## Material to process

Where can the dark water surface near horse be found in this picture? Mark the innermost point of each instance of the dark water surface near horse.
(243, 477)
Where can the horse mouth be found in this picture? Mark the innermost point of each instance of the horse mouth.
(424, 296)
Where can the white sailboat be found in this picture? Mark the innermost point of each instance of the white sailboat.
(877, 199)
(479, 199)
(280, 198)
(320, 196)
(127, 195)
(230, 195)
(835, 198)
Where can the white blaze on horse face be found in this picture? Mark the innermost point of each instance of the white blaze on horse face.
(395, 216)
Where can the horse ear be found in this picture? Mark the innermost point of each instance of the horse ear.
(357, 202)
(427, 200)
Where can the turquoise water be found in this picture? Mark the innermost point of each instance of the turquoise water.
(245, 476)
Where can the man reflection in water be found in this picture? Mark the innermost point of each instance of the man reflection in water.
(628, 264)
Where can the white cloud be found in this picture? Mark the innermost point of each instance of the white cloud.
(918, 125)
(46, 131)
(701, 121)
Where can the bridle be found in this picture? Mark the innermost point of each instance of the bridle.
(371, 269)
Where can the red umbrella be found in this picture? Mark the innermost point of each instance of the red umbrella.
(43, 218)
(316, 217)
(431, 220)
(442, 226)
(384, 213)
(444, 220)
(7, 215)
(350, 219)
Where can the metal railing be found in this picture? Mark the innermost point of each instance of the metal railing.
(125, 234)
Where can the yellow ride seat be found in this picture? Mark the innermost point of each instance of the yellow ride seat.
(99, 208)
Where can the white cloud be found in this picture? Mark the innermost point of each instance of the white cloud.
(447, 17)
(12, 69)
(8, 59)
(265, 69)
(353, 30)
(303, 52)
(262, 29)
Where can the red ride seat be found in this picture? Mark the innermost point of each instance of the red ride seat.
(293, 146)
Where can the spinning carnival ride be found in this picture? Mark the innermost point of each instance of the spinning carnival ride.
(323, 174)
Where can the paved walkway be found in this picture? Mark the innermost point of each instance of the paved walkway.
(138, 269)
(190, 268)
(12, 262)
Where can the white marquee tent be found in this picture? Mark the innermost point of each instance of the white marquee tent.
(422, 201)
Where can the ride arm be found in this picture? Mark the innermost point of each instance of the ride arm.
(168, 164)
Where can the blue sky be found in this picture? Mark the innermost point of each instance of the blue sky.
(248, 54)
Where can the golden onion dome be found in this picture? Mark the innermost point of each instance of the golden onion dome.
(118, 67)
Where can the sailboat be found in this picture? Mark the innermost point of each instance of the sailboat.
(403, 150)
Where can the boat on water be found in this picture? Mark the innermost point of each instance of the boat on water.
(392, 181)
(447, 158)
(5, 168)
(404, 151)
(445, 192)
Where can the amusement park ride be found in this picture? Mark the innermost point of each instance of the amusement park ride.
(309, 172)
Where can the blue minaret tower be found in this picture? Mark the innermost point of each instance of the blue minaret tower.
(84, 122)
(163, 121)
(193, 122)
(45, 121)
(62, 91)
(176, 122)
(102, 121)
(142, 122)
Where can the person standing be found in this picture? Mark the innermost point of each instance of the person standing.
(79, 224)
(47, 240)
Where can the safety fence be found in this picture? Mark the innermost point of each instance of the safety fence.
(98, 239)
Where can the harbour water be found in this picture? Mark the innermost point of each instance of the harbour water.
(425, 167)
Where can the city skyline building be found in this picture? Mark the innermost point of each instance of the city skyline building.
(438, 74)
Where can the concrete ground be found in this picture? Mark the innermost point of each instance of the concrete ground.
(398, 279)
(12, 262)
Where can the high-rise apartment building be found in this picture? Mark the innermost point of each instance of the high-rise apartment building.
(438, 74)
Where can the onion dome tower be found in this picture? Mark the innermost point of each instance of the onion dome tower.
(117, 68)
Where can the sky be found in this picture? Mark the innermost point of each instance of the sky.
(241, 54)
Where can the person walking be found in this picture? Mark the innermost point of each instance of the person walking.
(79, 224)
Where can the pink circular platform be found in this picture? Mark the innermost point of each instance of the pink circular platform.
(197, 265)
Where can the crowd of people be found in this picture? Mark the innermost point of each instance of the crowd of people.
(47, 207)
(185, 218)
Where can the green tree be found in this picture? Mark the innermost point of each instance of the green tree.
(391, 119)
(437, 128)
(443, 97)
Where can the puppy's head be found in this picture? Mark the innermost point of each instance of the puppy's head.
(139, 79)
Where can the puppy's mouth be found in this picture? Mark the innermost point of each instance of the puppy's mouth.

## Stated exercise
Give back exactly the lines running from the line containing "Where can the person walking" through the end of the material above, both included, and nothing beyond them.

## Task result
Where can the person walking be found in this picture? Mark the innermost point of each instance of the person walking.
(79, 224)
Where can the pink circular platform be found in this picture? Mark the innermost point of each instance of the pink circular platform.
(197, 265)
Where can the crowd of people be found in this picture? Mark the innermost point of each instance of the crowd of people.
(47, 207)
(185, 218)
Where can the green tree be found in this picture? Mark the innermost point of each instance of the green tree.
(391, 119)
(437, 128)
(443, 97)
Where can the puppy's head be found in this picture? Mark the innermost point of each instance of the puppy's head.
(139, 79)
Where can the puppy's mouth be found in this picture? Mark the innermost point of each instance of the puppy's mouth.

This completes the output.